GOAL:
Copy the listing below word for word, from the line that contains "Rules: pick out each instance of the ceiling fan light" through the line that contains "404], [84, 399]]", including both of those lines.

RECORD EXTRACTS:
-=-=-=-=-

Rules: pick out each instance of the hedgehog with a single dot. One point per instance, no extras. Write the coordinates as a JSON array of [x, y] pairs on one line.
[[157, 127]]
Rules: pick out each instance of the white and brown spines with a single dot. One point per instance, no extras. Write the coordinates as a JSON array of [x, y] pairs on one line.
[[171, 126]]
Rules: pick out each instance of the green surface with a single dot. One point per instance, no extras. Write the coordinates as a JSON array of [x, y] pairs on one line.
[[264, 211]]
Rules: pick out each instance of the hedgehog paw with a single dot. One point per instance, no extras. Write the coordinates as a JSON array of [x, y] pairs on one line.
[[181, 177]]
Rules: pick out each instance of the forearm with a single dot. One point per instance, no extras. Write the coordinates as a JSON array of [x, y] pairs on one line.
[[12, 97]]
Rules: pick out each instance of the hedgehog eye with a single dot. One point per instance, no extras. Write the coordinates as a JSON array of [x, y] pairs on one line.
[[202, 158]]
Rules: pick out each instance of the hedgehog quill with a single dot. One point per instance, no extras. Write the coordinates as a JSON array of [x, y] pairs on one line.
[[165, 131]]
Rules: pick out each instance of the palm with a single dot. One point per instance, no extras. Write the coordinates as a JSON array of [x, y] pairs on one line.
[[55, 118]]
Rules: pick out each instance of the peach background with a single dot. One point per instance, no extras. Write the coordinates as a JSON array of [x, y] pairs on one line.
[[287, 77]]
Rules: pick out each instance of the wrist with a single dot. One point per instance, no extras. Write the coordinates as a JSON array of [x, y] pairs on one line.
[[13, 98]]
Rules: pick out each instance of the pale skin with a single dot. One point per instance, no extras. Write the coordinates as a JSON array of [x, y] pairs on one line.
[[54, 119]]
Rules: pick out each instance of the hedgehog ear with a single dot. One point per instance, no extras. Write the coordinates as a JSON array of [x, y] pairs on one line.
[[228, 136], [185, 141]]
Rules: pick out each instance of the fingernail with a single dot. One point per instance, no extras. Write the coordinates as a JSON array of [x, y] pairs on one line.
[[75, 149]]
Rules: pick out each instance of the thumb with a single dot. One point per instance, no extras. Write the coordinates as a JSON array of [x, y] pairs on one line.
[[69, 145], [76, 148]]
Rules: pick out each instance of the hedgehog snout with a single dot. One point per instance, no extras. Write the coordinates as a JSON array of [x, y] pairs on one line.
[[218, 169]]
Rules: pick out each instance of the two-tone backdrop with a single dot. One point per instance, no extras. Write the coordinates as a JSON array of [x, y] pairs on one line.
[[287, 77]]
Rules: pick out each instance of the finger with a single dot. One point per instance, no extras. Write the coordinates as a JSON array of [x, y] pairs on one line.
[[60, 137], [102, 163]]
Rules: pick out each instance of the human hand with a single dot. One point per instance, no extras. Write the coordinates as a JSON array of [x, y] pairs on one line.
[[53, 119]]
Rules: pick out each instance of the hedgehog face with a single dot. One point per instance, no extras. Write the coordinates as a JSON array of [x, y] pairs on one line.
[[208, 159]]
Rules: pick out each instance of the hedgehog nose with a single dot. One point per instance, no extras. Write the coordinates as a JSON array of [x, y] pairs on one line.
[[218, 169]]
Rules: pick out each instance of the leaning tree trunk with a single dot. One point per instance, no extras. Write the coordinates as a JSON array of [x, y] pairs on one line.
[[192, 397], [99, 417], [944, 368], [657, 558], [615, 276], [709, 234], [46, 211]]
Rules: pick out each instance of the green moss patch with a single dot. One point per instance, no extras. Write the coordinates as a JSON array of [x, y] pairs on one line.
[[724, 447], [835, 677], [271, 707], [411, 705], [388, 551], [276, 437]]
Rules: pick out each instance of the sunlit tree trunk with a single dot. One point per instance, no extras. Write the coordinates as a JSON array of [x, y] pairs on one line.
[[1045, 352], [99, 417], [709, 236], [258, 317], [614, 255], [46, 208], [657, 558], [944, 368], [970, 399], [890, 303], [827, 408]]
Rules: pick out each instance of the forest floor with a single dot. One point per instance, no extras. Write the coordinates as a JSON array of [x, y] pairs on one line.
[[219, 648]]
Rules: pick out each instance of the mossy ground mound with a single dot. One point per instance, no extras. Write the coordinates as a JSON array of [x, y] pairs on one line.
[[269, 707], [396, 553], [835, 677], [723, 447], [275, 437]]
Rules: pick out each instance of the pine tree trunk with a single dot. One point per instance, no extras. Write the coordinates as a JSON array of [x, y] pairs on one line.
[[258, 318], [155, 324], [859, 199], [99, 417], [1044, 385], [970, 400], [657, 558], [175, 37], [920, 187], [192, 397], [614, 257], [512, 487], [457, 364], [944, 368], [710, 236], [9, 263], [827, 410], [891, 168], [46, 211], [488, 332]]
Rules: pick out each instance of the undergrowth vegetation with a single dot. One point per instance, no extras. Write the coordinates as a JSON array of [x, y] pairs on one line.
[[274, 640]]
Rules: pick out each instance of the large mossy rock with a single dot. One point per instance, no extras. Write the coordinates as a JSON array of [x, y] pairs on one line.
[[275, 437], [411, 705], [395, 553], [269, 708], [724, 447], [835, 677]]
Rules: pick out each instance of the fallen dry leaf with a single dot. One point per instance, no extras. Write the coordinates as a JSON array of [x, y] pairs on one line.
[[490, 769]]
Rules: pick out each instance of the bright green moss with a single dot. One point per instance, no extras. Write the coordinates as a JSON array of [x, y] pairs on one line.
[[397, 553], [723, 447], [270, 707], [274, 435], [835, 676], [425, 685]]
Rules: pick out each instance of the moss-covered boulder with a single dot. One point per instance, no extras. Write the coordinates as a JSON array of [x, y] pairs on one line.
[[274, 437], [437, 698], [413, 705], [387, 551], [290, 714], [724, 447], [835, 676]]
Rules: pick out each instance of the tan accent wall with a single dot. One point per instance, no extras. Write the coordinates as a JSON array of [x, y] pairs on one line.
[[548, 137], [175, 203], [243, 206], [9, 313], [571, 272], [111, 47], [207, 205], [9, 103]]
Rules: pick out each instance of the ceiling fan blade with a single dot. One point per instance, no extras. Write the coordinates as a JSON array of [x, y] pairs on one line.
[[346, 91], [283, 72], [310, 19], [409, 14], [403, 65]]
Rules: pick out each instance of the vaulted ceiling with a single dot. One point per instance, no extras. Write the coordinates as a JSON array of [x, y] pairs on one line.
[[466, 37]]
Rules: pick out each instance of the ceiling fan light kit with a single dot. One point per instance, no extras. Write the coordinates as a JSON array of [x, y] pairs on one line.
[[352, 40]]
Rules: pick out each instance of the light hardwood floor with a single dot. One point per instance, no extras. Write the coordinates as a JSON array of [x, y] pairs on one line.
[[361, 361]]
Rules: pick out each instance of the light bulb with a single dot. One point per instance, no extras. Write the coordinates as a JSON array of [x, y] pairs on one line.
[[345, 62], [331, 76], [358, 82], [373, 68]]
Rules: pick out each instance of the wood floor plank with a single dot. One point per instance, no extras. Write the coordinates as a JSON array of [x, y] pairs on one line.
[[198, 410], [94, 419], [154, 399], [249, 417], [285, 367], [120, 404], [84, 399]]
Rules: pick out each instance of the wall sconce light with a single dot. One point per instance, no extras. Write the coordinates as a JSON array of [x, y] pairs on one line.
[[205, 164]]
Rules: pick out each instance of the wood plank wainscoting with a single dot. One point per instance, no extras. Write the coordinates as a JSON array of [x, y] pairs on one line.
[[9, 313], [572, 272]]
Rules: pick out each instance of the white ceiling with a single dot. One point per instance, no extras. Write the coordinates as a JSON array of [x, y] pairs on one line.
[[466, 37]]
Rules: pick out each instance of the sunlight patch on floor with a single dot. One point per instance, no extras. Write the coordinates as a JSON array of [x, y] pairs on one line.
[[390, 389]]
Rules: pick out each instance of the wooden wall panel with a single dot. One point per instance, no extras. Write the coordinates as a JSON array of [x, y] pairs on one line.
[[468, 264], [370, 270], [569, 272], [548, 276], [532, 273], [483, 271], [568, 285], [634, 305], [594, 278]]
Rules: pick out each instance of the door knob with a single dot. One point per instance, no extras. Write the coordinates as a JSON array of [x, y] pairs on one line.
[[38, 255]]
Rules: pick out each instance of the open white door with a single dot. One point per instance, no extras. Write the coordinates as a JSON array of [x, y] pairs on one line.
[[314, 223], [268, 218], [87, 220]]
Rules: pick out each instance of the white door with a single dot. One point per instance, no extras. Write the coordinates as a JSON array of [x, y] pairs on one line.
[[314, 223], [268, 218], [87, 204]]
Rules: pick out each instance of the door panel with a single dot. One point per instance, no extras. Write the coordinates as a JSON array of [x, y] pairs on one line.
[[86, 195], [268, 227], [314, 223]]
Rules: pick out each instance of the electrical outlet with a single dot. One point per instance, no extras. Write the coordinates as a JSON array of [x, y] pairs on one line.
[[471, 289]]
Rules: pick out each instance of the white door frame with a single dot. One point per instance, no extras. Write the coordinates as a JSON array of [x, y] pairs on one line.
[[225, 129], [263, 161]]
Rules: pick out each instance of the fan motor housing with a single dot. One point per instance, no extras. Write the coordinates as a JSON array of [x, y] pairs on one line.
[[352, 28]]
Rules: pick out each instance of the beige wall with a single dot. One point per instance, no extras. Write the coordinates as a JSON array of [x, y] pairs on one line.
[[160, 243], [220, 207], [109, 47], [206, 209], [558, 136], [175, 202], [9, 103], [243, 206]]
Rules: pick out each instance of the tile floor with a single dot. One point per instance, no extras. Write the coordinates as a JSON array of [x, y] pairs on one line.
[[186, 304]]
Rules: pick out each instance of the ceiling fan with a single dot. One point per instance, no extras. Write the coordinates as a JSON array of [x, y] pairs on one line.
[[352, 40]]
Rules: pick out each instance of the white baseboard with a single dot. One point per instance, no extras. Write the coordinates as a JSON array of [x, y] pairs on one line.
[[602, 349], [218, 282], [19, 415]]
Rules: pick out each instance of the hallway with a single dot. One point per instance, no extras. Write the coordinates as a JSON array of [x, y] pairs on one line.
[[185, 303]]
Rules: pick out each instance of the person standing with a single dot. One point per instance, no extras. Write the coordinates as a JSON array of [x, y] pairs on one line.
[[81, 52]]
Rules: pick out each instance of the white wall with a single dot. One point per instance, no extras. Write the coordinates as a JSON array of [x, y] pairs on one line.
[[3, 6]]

-=-=-=-=-

RESULT BELOW:
Rules: pick out each instance of the ceiling fan light kit with a single dot. One point per instance, no extras. Write the coordinates as a JSON array of [x, y] pairs on one line.
[[352, 40]]
Rules: pick out each instance of the light hardwood floor with a single dot. One point per instance, no extras. Write the coordinates as a JSON array of [x, y] pairs on one line.
[[361, 361]]
Rules: pick out each instance of the light bulb with a single dot. One point per instance, no extras. Write the coordinates as a JSON array of [x, y] pairs on one line.
[[345, 62], [331, 76], [358, 82], [373, 68]]
Rules: pick out each instance of the wood floor plank with a single dot. One point per instance, no extras. Write the coordinates as a JSON array of [x, y] pairs on one line.
[[198, 410], [94, 419], [154, 399], [249, 417], [285, 367], [120, 404], [84, 399]]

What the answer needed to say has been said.